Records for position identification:
■ ■ ■ ■

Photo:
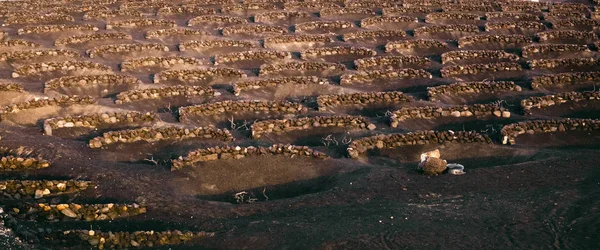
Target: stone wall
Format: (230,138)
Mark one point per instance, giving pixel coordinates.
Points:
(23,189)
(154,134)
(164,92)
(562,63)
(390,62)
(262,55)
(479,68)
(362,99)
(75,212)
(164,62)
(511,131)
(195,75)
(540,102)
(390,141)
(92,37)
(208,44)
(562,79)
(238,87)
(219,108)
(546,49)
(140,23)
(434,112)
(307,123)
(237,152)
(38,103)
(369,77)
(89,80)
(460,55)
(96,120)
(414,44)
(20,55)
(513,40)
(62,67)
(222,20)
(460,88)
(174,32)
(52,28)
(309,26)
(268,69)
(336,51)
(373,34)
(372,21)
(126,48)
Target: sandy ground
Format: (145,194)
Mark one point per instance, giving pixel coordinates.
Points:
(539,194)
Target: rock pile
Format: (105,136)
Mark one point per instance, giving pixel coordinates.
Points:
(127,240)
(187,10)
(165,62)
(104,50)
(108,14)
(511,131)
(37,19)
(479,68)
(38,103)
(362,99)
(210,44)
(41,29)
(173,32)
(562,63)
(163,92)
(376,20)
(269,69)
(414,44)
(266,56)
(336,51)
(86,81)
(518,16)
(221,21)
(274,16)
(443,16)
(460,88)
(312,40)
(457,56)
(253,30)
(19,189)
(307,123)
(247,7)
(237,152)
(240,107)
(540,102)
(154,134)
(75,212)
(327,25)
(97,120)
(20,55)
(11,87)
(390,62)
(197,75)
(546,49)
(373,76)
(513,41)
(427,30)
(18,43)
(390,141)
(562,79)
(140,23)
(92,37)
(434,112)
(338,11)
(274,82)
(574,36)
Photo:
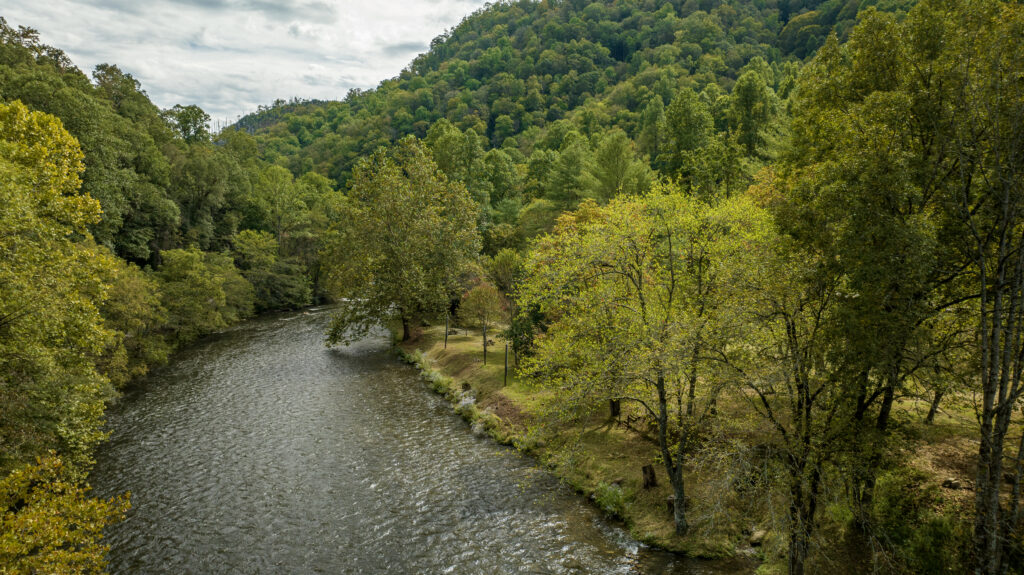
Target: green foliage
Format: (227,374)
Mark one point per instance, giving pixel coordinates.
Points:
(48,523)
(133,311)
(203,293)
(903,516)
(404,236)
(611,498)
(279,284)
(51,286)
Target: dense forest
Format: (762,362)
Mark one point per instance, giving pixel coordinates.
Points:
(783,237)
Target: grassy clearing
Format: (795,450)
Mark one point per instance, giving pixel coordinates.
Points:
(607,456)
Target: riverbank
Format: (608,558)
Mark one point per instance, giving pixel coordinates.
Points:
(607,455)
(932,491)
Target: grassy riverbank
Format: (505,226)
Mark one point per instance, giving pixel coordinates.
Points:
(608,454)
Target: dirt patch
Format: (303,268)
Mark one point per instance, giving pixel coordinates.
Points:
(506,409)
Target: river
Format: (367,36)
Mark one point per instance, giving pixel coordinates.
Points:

■ ■ ■ ■

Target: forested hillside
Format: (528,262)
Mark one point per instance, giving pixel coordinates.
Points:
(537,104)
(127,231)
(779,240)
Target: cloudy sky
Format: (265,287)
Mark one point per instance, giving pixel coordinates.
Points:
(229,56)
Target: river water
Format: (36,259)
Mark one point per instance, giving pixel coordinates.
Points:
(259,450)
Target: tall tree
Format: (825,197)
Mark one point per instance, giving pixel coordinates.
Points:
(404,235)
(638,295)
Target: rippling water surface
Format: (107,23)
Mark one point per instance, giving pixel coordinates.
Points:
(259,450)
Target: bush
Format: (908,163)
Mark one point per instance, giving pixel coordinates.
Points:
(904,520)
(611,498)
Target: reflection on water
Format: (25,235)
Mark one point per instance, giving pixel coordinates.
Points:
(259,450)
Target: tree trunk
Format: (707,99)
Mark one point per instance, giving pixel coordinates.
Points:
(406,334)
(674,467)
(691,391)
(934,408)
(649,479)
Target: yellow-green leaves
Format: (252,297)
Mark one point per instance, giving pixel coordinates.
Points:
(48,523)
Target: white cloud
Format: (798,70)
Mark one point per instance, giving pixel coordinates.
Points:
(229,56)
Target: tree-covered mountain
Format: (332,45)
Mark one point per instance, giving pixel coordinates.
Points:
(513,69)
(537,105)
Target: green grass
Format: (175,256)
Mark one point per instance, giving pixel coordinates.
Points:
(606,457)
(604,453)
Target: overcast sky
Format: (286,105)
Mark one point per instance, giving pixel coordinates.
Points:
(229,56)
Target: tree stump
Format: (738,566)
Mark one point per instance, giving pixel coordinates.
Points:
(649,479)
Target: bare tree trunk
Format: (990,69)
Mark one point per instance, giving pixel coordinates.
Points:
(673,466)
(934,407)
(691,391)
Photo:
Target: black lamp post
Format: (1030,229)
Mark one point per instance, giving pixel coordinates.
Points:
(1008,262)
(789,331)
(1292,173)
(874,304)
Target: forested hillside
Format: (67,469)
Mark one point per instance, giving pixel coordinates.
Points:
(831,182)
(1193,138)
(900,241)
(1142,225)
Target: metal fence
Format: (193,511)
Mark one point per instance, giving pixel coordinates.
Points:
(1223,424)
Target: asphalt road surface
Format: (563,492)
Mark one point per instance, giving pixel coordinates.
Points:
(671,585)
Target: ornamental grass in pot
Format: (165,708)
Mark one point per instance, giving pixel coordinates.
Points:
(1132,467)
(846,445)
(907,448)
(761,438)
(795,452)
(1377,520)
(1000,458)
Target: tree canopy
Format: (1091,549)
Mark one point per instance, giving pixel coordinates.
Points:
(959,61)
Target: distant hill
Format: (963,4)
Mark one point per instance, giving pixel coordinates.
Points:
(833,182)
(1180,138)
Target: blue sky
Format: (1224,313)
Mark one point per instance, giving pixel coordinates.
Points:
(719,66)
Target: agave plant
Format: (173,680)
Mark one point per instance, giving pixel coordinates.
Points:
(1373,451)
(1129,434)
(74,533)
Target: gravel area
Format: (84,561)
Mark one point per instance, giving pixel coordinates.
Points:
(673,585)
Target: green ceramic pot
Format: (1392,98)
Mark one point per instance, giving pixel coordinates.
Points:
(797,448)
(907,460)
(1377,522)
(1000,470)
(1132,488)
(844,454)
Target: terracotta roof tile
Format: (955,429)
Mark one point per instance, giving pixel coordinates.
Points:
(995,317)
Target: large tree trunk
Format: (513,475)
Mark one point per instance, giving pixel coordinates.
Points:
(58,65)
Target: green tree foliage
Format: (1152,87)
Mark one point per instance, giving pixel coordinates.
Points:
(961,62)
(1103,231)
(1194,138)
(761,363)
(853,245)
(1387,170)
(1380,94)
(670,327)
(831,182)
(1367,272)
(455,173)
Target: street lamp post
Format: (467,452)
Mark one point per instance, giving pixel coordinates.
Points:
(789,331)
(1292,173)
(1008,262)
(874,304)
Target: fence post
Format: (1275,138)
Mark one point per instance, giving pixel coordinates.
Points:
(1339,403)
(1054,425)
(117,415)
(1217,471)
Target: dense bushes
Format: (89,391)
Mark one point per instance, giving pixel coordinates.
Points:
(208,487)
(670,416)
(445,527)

■ ■ ■ ■

* **PROBLEM STATEMENT**:
Locate each line of the data above that contains the word "lamp", and copy those lines out.

* **TASK OUTPUT**:
Target: black lamp post
Target: street lamp post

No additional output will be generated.